◆ What to do
Exactly reproduce the lines that follow.

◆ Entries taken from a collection
** BEGIN **

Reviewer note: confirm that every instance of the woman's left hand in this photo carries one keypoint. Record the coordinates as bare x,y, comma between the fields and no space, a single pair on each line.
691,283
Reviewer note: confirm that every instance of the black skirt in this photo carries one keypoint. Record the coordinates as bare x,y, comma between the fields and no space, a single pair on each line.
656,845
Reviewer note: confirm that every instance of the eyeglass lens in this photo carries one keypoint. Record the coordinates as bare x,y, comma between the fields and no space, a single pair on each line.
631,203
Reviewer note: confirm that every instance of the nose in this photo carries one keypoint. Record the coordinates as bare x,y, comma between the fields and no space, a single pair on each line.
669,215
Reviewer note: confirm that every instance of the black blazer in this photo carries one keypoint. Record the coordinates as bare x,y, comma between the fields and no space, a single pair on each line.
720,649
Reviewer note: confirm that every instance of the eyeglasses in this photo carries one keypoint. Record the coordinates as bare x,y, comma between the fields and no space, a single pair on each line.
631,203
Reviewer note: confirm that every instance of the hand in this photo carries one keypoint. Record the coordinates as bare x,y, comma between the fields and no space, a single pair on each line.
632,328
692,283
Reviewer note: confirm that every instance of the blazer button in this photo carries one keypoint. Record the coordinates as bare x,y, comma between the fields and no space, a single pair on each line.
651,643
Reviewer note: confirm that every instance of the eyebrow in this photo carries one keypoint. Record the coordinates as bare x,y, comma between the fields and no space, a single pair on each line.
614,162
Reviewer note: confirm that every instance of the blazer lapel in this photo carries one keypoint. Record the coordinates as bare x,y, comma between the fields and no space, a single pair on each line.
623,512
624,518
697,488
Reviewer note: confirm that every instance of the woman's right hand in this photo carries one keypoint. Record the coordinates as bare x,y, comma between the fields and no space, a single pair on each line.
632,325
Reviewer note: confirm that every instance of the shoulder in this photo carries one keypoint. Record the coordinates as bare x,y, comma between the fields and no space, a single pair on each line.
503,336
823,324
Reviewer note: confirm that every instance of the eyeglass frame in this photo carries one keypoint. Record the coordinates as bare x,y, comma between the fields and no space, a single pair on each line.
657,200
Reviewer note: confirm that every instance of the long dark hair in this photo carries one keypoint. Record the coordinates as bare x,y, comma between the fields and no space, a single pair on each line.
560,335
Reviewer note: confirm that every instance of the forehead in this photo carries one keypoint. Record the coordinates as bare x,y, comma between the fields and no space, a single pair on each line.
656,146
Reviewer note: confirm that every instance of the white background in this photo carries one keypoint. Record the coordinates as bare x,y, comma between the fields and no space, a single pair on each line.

** END **

◆ The reply
Reviewer note: confirm that every instance of the woman's left hand in this photo carries one keypoint. Record the coordinates as bare x,y, comma between the fields and no space, a single pair on each line.
691,283
Reviewer note: confirm that every instance of the black skirt in this photo carries one keypoint. Record the coordinates as bare x,y, comma between the fields and no space, a single pair on each line.
656,845
Reviewer note: confirm that every instance of the eyeglass lens in this photo carries one keypoint. Record the coordinates as bare x,y, comma between the fields and no space, a single pair on each line.
631,203
Reviewer note: confirm that every instance of the nose in this photo carries one keypoint. Record the coordinates as bare x,y, comma between the fields and no space, a single pair on each line.
669,215
Reviewer note: confirm that every instance of the black blazer in this photo carries one keypoint. Record the coordinates as bare x,y, comma between the fields and no space, a single pair on each line.
720,649
Reviewer note: confirm that every instance of the eyeglasses in this photo carries one keypoint. Record the coordinates as bare x,y, comma between the fields and no space, a single pair on each line.
631,203
Reviewer note: confirm that every instance of the hand in this photo carries one keypoint. Record the coordinates as bare x,y, comma between the fields and no space, a single pair on each line.
632,328
692,283
Reviewer note: confirm that every instance of the blazer button in this photo carries one keypoint. Record the coordinates as bare x,y, comma between the fields and no space, a single pair on each line.
651,643
Reviewer note: confirm that every instance of the eyebrow in this photo carries one keypoint. Record the coordinates as bare x,y, comma between the fields and no space, a single pair on each line.
614,162
Reviewer note: confirm that every instance of the blazer lapel in this photo carries one keypoint. Record the coordinates as bare x,y, comma between the fields and no space, a single pair on each line.
623,512
624,518
697,488
Reviewer note: confirm that every instance of the woman's right hand in this photo carries one keypoint. Record the coordinates as bare x,y, comma between the fields and no space, a single pair on each line.
632,325
Reviewer note: confirm that every instance of the shoulder in this photo carries one keypoint. Record the coordinates as bare x,y, comma between the fields and no space, a single pair on each line.
503,336
823,324
Reviewer note: confirm that every instance of the eyeglass frame in this photo carries one keypoint. Record the coordinates as bare x,y, comma between the fields and no space, a single pair on each line.
657,200
Reviewer note: confirm that every instance of the long dark hair in this photo carries one keypoint. Record the coordinates as bare x,y, comma between the fields and no space, a single pair on each line.
560,335
Reviewer note: confirm that every instance of the forehead in this photo carries one keypoint. Record the coordinates as bare x,y, comma between the fields and no space, a single pair on each line.
656,146
Reviewer note: confirm that every instance of the white background in this photo carries one keypoint. Record the coordinates as bare x,y, comma between the fields and no space, a single pair on each line.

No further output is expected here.